[PROBLEM STATEMENT] Print the data in full, exactly as it reads.

SUPPLIED INFORMATION START

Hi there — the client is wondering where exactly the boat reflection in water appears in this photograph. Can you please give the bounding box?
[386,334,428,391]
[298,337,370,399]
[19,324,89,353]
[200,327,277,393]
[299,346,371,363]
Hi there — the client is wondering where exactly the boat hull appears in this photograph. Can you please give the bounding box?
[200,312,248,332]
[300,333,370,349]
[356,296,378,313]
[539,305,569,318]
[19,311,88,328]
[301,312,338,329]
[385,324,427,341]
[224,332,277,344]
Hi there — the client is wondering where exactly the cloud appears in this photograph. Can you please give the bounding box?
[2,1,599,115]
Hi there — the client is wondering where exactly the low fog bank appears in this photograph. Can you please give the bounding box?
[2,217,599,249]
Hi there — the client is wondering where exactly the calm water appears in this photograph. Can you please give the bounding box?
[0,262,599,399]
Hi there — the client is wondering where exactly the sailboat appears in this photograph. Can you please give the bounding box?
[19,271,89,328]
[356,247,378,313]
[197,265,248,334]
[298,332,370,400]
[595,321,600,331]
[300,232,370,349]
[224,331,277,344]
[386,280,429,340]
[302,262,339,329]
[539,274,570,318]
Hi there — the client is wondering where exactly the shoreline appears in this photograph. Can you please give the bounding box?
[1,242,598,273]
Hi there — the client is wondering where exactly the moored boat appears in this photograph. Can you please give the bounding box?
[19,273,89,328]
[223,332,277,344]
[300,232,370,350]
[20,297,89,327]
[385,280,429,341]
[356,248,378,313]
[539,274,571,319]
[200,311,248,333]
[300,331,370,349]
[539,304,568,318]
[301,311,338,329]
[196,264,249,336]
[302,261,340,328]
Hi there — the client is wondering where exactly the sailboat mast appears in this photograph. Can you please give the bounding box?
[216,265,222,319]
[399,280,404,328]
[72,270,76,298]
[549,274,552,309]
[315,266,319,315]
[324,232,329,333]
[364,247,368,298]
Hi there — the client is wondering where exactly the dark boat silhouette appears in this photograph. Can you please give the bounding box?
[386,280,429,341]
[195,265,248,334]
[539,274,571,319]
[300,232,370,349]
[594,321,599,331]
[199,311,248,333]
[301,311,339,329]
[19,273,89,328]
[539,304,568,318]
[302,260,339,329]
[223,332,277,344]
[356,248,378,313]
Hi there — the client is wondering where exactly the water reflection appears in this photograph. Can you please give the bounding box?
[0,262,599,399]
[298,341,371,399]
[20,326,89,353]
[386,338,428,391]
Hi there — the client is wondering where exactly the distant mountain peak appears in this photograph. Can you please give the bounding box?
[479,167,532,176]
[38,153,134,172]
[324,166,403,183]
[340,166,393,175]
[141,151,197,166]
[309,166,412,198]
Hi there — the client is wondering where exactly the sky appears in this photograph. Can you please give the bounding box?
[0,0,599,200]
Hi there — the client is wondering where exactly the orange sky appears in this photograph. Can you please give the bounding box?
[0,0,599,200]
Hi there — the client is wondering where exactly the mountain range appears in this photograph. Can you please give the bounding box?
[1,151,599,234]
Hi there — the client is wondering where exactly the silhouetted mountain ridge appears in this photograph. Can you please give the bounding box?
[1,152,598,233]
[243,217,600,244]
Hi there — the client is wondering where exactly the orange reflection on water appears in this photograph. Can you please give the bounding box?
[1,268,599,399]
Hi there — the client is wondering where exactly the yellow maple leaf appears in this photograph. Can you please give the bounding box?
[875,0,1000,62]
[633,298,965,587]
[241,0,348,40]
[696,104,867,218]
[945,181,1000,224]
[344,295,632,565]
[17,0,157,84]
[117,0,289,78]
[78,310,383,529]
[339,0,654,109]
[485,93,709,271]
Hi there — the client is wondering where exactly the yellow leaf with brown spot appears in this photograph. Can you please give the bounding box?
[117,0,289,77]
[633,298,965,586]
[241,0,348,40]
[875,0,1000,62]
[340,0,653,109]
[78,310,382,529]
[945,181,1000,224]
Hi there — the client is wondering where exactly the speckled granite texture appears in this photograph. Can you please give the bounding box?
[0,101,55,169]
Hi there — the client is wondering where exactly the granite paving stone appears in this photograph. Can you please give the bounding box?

SUPPLIED INFORMATION END

[ANSWER SECTION]
Hi there — the client is wondering where exactly the boat reflection in water appears in this photograph. Can you please give the bounding box?
[386,334,428,391]
[298,337,370,399]
[19,324,89,353]
[200,327,277,393]
[299,346,371,363]
Hi there — the client is wondering where exactly the boat hull appears in this photograph. Can you please give the bounding box?
[200,312,248,332]
[300,333,370,349]
[356,296,378,313]
[539,305,569,318]
[19,311,88,328]
[301,312,338,329]
[385,324,427,341]
[224,332,277,344]
Hi there — the client is wondering where exactly the cloud appears in this photograph. Can you please give the bounding box?
[2,1,599,115]
Hi there — the client is wondering where exactly the low fog bank appears in this photograph. Can you please give the bounding box?
[2,217,599,249]
Hi there — the client is wondering where exactly the calm water appears in this photograph. Can you please give the bounding box?
[0,262,599,399]
Hi there — the client is wondering where exactly the sailboat appears in this photograph. Can you please give the bounding box?
[19,271,89,328]
[356,247,378,313]
[197,265,248,334]
[298,332,370,400]
[595,321,600,331]
[300,232,370,349]
[224,331,277,344]
[386,280,429,340]
[302,262,339,329]
[539,274,570,318]
Hi there — the client is wondering where exactly the shoreline appears in this photograph. Can you please give the bounding box?
[1,242,598,273]
Hi there — the client is wondering where exactly the moored boat appears in this photograph. Can you please give the bounding box?
[19,273,89,328]
[223,332,277,344]
[300,232,370,350]
[20,297,89,327]
[385,280,429,341]
[356,248,378,313]
[539,274,571,319]
[200,311,248,333]
[300,331,370,349]
[539,304,568,318]
[301,311,338,329]
[196,264,249,336]
[302,261,340,328]
Hi there — the client is wondering where exactly the sailboat mast appears in this photograph. Can you please give the bounding box?
[216,265,222,319]
[399,280,404,328]
[72,270,76,298]
[549,274,552,309]
[315,266,319,315]
[324,232,329,333]
[364,247,368,298]
Hi there — the client is wondering where exactly the dark boat silhouette appears in this photograph. Can you please give the bounding box?
[386,280,429,341]
[195,265,248,334]
[539,274,571,319]
[300,232,370,349]
[594,321,599,331]
[199,311,248,333]
[301,311,339,329]
[19,273,89,328]
[539,304,568,318]
[302,260,339,329]
[223,332,277,344]
[356,248,378,313]
Hi there — the client is wondering where exactly the water reflection appears in this photograph. Can you please give the bounding box?
[0,262,599,399]
[298,341,371,399]
[20,326,89,353]
[386,338,428,391]
Hi there — the client is wondering where exactly the distant mountain peak appears in this photograph. Can you please give the bounding box?
[479,167,532,176]
[38,153,134,172]
[324,166,403,183]
[340,166,393,175]
[141,151,197,166]
[309,166,412,198]
Hi there — the client is wondering where exactly the sky appears in this photograph. Can you please give the bounding box?
[0,0,599,200]
Hi there — the client is wondering where exactly the orange sky appears in this photograph. Can you please give the bounding box?
[0,0,599,200]
Hi there — the client is wondering where exactly the mountain range appears in this photograph. Can you please give the bounding box?
[1,151,599,234]
Hi there — the client is wondering where exactly the silhouetted mountain ridge appears in this photograph. Can you please give the bounding box?
[1,152,598,233]
[243,217,600,244]
Hi there — the client is wondering where exactly the orange reflection on water appears in this photograph. Can you please give the bounding box?
[1,268,599,399]
Hi there — the client is wondering where exactly the yellow maple leaf appears in this photograph. Can you please give the bounding box?
[875,0,1000,62]
[633,298,965,587]
[241,0,348,40]
[696,104,867,218]
[945,181,1000,224]
[344,295,632,565]
[17,0,157,84]
[117,0,289,78]
[78,310,383,529]
[339,0,654,109]
[485,93,709,271]
Hi there — the client is wondering where exactly the yellow leaf with brown spot appears in this photograph. Can you please give the bounding box?
[117,0,289,77]
[633,298,965,586]
[241,0,348,40]
[875,0,1000,62]
[340,0,653,109]
[78,310,382,529]
[945,181,1000,224]
Hi there — the client is wondering where exactly the speckled granite texture appears in this photograph. Can you please give the bounding box?
[0,101,55,169]
Hi there — the client is wondering where exactly the granite paving stone appears in this photograph. Can you please give the bounding box?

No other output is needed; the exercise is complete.